**任务目标**: 请重新写出从条目开头到含有“[62,37,852,727]”的那一行为止的这一段（首尾两行都包括在内），把其中的“sleeve”替换为“cuff”，其余内容一律不变。

[已存储的数据集条目]
---
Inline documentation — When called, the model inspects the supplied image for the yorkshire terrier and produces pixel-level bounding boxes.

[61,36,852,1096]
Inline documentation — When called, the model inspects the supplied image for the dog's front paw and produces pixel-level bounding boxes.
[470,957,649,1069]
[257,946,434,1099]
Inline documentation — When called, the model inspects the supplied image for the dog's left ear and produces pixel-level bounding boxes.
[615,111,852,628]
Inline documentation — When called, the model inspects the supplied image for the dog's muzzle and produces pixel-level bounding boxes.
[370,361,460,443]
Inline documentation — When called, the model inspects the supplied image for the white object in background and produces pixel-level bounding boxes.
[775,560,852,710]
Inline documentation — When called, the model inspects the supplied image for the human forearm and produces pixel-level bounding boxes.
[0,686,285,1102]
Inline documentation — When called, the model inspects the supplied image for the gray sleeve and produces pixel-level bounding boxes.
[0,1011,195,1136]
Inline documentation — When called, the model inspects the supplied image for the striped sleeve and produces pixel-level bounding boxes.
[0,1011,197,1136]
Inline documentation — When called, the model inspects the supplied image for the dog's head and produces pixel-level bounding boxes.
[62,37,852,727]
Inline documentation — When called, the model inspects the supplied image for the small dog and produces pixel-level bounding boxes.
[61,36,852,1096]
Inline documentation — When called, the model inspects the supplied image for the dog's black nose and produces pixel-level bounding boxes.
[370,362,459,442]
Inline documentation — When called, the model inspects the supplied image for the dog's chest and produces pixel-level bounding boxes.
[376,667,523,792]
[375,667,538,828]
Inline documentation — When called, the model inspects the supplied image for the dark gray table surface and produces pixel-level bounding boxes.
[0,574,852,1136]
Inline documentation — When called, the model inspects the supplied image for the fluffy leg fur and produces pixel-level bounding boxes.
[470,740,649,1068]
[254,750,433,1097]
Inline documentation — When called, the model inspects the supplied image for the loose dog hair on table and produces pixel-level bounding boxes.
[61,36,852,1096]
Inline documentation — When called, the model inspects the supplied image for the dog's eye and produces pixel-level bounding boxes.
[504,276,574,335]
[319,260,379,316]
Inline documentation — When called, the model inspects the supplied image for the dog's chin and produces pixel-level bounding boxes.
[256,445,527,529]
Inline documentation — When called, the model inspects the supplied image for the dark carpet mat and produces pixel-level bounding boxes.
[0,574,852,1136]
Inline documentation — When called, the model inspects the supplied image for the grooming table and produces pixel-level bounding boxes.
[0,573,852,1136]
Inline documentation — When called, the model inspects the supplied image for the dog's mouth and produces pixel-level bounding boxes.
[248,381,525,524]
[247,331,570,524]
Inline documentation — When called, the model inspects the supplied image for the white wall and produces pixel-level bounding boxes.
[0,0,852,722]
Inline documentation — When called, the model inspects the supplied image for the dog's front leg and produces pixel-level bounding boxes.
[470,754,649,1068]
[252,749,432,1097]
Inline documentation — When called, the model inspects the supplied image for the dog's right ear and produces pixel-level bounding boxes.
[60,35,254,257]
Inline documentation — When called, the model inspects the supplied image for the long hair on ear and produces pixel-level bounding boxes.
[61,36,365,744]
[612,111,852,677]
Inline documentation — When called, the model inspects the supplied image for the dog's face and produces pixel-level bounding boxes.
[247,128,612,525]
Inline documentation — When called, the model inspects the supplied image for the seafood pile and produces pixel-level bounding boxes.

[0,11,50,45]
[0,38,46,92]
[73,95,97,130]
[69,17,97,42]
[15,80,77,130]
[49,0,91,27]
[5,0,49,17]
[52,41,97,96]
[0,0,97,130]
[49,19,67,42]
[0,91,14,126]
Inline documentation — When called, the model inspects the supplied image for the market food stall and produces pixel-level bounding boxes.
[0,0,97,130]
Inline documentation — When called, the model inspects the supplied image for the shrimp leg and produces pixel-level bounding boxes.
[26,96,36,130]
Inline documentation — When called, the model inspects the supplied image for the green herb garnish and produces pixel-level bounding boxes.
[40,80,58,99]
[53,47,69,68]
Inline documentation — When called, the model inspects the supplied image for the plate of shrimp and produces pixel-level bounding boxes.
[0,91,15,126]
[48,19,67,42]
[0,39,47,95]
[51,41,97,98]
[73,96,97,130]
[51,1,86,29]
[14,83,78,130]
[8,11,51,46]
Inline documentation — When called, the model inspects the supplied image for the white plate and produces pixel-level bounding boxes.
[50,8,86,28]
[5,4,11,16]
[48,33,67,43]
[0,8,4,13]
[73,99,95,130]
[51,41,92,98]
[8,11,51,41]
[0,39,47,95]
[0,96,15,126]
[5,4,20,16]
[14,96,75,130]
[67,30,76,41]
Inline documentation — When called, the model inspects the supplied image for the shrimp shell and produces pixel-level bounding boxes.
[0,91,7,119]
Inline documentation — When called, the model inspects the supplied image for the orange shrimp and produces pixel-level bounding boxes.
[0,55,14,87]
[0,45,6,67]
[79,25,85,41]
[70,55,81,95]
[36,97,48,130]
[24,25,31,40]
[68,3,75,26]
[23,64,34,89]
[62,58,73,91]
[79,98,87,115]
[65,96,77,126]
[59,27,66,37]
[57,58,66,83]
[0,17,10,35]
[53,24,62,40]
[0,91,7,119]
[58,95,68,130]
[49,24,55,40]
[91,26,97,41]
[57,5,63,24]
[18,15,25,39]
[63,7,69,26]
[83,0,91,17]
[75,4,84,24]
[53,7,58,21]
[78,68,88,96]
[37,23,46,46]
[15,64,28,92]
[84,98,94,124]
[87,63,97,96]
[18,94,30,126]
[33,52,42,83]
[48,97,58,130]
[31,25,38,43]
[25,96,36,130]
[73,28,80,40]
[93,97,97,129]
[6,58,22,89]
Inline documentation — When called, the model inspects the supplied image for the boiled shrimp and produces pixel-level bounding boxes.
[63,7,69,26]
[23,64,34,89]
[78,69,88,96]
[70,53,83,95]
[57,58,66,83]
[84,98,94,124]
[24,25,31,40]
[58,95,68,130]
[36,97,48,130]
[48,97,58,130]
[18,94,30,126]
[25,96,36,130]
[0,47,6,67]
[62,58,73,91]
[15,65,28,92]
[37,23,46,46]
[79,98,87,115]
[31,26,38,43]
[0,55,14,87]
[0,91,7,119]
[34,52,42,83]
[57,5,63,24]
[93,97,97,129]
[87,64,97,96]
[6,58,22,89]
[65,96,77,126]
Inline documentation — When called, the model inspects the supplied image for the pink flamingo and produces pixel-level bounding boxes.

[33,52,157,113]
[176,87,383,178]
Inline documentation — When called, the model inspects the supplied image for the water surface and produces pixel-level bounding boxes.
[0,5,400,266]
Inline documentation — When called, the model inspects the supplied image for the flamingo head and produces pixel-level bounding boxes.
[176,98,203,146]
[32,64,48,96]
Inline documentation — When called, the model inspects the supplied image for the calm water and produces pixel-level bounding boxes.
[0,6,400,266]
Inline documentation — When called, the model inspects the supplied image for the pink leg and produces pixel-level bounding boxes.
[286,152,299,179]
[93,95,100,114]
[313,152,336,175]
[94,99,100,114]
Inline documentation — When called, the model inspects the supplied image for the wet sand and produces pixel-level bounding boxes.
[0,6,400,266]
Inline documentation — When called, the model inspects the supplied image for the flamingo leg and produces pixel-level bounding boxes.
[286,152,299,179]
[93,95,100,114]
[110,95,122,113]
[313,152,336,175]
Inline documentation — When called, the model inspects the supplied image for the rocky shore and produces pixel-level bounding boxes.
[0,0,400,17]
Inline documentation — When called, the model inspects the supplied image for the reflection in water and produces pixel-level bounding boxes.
---
**参考答案**:
Inline documentation — When called, the model inspects the supplied image for the yorkshire terrier and produces pixel-level bounding boxes.

[61,36,852,1096]
Inline documentation — When called, the model inspects the supplied image for the dog's front paw and produces pixel-level bounding boxes.
[470,957,649,1069]
[257,946,434,1099]
Inline documentation — When called, the model inspects the supplied image for the dog's left ear and produces pixel-level bounding boxes.
[615,111,852,628]
Inline documentation — When called, the model inspects the supplied image for the dog's muzzle and produces pixel-level bounding boxes.
[370,361,460,443]
Inline documentation — When called, the model inspects the supplied image for the white object in background and produces pixel-level bounding boxes.
[775,560,852,710]
Inline documentation — When called, the model inspects the supplied image for the human forearm and produces pixel-level bounding boxes.
[0,686,285,1102]
Inline documentation — When called, the model inspects the supplied image for the gray cuff and produces pixel-level bounding boxes.
[0,1011,195,1136]
Inline documentation — When called, the model inspects the supplied image for the striped cuff and produces pixel-level bounding boxes.
[0,1011,197,1136]
Inline documentation — When called, the model inspects the supplied image for the dog's head and produces pixel-level bounding boxes.
[62,37,852,727]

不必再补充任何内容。